- **Data for this exercise**

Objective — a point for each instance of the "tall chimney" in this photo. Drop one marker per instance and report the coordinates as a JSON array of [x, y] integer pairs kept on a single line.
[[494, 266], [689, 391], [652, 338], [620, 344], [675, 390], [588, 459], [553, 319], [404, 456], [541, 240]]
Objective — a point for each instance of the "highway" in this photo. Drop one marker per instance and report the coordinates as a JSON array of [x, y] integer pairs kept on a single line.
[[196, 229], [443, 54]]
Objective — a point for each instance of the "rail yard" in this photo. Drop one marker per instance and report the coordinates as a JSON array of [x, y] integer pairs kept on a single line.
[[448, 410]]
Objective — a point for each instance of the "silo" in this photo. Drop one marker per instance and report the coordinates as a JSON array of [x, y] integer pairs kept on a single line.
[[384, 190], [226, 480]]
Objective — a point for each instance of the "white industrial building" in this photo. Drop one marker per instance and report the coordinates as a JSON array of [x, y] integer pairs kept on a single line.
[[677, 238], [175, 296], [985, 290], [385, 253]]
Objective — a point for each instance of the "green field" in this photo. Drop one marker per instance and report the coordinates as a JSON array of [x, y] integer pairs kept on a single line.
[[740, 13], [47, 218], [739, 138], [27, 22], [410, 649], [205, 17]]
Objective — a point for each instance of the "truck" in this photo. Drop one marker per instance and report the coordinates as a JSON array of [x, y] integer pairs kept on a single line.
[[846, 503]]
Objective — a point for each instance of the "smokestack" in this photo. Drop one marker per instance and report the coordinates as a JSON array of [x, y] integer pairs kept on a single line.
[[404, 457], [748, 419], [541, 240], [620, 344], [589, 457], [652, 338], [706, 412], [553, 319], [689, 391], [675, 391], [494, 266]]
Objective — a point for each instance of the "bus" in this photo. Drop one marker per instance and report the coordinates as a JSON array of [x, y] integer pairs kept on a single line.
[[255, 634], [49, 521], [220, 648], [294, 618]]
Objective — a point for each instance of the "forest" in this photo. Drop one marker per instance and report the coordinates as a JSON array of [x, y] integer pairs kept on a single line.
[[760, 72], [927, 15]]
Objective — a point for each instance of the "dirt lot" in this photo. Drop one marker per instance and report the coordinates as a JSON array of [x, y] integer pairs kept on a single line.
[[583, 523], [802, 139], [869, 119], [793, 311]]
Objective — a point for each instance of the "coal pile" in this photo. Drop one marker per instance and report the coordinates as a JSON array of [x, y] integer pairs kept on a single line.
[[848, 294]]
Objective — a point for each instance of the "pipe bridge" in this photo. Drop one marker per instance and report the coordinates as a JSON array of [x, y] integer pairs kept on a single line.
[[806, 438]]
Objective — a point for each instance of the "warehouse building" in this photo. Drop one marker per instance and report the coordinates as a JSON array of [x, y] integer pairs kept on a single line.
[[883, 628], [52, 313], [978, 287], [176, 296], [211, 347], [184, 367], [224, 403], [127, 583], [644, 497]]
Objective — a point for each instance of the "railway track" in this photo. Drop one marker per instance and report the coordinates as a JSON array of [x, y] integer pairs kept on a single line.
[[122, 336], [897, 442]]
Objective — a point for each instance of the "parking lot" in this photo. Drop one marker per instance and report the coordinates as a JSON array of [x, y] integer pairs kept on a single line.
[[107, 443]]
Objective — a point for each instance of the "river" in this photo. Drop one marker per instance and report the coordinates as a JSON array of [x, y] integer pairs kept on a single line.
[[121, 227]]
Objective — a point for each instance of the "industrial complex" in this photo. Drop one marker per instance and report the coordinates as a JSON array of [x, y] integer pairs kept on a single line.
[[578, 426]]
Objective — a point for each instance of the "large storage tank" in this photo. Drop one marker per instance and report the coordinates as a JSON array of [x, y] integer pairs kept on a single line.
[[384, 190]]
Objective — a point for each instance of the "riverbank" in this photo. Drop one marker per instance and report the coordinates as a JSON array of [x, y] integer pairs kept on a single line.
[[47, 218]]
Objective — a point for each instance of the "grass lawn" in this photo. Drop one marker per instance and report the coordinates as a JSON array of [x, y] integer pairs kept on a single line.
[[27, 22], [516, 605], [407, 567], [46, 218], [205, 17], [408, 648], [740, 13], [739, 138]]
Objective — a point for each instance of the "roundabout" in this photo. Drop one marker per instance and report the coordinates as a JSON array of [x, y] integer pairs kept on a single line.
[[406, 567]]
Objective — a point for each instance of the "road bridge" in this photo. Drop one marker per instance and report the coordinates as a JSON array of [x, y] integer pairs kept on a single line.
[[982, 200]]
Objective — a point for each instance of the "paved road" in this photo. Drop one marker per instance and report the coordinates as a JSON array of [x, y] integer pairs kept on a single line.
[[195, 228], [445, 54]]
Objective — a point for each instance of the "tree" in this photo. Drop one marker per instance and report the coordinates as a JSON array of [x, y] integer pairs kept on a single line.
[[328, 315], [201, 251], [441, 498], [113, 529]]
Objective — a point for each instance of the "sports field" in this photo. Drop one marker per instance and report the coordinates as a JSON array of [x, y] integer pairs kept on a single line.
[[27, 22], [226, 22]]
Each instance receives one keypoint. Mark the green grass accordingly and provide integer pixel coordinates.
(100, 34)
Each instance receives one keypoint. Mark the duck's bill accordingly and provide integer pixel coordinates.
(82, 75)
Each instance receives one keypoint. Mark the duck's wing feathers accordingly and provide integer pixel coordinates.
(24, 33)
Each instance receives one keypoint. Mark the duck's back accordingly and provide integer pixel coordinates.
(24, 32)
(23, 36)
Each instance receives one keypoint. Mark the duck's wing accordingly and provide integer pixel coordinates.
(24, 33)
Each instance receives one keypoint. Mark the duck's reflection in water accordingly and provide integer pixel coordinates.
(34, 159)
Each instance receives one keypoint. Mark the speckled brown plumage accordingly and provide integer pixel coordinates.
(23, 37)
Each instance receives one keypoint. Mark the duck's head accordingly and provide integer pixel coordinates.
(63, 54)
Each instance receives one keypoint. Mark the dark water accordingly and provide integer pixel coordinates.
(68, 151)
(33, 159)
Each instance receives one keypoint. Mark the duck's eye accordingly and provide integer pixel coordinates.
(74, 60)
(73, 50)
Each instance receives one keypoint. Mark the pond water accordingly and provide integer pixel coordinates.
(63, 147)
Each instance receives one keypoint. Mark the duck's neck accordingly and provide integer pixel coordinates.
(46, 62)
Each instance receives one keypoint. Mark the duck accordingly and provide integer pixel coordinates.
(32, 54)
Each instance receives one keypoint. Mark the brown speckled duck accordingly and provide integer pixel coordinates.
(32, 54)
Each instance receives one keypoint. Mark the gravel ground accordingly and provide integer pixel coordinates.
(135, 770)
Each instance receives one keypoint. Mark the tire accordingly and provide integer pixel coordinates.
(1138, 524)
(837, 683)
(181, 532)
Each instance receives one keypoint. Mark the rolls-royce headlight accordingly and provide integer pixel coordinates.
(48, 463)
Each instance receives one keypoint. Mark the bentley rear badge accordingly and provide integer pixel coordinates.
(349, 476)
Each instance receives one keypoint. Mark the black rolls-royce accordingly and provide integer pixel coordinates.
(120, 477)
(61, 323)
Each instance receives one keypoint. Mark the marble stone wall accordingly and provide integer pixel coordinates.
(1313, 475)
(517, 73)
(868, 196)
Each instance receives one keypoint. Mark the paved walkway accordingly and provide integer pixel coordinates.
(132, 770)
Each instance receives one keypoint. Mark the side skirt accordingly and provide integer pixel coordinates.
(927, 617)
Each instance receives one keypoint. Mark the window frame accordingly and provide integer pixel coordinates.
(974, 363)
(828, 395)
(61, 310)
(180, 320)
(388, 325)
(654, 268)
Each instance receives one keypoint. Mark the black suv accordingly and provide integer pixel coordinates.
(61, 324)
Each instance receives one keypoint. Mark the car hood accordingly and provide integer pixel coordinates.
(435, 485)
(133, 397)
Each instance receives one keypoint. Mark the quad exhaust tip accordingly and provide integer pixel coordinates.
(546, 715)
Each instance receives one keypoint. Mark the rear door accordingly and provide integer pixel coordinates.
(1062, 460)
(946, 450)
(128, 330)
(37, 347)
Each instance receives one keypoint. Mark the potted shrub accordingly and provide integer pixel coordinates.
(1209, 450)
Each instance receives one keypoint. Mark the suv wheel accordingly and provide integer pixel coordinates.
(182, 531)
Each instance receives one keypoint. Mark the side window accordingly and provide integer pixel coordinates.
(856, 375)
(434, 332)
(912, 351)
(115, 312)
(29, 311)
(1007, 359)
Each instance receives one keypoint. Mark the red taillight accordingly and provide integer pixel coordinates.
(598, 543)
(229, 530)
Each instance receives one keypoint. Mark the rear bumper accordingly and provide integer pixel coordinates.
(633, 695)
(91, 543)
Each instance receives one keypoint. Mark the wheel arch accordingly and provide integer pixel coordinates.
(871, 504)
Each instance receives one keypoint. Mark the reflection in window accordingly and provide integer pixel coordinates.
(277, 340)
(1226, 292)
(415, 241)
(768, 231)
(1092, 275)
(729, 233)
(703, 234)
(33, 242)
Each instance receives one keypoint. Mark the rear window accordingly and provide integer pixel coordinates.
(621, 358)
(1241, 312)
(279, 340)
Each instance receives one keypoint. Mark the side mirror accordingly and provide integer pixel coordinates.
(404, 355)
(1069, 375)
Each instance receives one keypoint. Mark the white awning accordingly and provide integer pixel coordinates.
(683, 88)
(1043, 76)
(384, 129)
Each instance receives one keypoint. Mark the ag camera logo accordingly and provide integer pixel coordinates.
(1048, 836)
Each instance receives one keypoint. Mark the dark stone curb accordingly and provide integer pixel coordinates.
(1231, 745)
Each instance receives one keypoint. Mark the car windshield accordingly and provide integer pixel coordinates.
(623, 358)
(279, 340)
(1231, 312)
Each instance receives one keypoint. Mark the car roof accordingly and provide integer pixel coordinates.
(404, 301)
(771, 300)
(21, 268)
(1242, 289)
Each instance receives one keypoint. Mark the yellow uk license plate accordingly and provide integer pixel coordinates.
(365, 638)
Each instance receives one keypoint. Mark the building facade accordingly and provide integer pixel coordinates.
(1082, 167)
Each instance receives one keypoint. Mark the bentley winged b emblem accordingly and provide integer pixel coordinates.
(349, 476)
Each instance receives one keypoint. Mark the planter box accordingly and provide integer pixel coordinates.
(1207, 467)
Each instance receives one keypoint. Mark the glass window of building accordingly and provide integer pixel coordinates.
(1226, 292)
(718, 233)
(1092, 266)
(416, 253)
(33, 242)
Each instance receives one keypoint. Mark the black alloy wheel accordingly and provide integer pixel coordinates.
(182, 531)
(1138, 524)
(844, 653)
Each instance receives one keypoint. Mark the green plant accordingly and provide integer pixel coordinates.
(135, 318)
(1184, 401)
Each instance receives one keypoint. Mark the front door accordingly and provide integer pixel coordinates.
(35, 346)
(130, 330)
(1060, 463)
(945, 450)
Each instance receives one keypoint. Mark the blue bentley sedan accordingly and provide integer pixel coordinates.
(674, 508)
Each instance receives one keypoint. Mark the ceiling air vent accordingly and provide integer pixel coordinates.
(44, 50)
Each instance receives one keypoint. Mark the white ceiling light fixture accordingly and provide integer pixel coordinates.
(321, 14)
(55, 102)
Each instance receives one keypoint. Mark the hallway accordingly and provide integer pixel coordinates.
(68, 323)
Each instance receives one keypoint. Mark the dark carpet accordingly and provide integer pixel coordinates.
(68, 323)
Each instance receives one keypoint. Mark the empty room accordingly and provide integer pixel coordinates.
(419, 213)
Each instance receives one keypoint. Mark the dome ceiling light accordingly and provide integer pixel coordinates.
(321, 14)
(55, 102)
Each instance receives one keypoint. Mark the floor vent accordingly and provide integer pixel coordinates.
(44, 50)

- **What the task requires**
Each line from the one containing "Each instance receives one keypoint. Mark the dome" through the end of the material must be returned exactly; no other line should appear.

- **Exercise solution**
Each instance receives one keypoint. Mark the dome ceiling light accordingly and provide integer pixel coordinates.
(321, 14)
(55, 102)
Each instance receives one keypoint. Mark the floor vent accordingly and provide integer pixel coordinates.
(44, 50)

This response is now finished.